TEXT PROVIDED:
William H. Holden was the 3rd Corporal of Company K of the 125th. He enlisted at age 20. He was born in Virginia, and had blue eyes and light hair and was 5’4” tall. He gave his occupation as “cradle maker” – referring to grain cradles. He had been living in Schaghticoke since at least 1850, when he was listed in the census, age 6, with his mother Maria, age 30, and sister Annette, age 4. By the 1855 N.Y.S. census, the three of them were living with his mother’s father, Harold W. Johnson. He was a 60- year- old widowed merchant. He had been living alone in the 1850 census, and listed his occupation as grocer.
By the 1860 US Census, our future soldier William was on his own. He was a 17- year- old apprentice machinist living in the boarding house of George Clark. On the same census page were the families of Isaac Grant and Daniel Viall, proprietors of Grant and Viall, makers of grain cradles in Grant’s Hollow; so it is reasonable to assume that William was their apprentice and lived nearby. He enlisted along with Isaac’s nephew Job Grant in the summer of 1862. (see previous post)By March 15, 1863, he was promoted to Corporal. He was captured in action on June 22, 1864 near Petersburg, Virginia, but unlike Job, he was paroled. He was evidently either wounded or ill later, as he was mustered out of the service on May 23, 1865 at Jarvis Hospital in Baltimore.

SUPPLIED RECORDS:
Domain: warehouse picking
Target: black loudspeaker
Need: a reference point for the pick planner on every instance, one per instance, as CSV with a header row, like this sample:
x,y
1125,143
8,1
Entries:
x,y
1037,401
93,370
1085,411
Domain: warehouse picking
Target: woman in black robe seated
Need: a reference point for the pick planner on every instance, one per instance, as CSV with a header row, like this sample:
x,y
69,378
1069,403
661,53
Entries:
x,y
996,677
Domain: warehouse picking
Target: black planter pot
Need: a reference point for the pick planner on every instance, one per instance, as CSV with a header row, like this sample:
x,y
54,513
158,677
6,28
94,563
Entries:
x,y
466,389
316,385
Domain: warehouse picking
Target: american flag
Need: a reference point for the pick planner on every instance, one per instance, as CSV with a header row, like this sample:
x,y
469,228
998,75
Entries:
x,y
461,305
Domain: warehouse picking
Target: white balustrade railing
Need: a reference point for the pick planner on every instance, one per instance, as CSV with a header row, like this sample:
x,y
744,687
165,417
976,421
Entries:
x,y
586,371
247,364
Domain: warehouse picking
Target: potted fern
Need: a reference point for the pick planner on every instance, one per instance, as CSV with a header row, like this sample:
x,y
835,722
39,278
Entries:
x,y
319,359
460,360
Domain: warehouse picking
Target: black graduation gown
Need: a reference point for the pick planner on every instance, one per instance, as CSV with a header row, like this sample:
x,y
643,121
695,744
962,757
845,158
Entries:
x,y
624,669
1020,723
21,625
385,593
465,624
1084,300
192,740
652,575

PROBLEMS TO WORK ON:
(A) In the passage about William H. Holden, where was he mustered out of the service on May 23, 1865?
(B) Continue the passage about William H. Holden, starting after its final sentence.
The entries come from a different source than the passage about William H. Holden.

RESULTS FOR EACH TASK:
(A) At Jarvis Hospital in Baltimore.

(B)
N.Y.S. Muster Card for William H. Holden
William returned to Grant and Viall, and is listed in the 1870 US Census as a grain cradle maker, aged 26. His wife was Dorcas A. Eddy. They had a daughter, Ella, age 1. Dorcas died in 1872 and is buried in Elmwood Cemetery. With her are two other children who died as infants: Albert, who died aged 1 month in July 1865 and Cora, who died in July 1868 aged 9 months. Albert’s birth date gives us evidence that William came home on leave in 1864, and that William and Dorcas had been married at least since then.
William continued to work at Grant’s. In the 1880 US Census, he had a new wife, Jennie. The records of the 125th Veterans Association state that he lived in Melrose. The 1890 Veterans Schedule states that he had scurvy of the mouth. Scurvy is caused by lack of vitamin C. Apparently soldiers on both sides of the Civil War suffered from it, though not to a huge extent. One of the results of scurvy is softening of the gums and loss of teeth. Was William saying that he suffered from the loss of teeth? I can’t see the scurvy continuing throughout his life, though the loss of teeth certainly would!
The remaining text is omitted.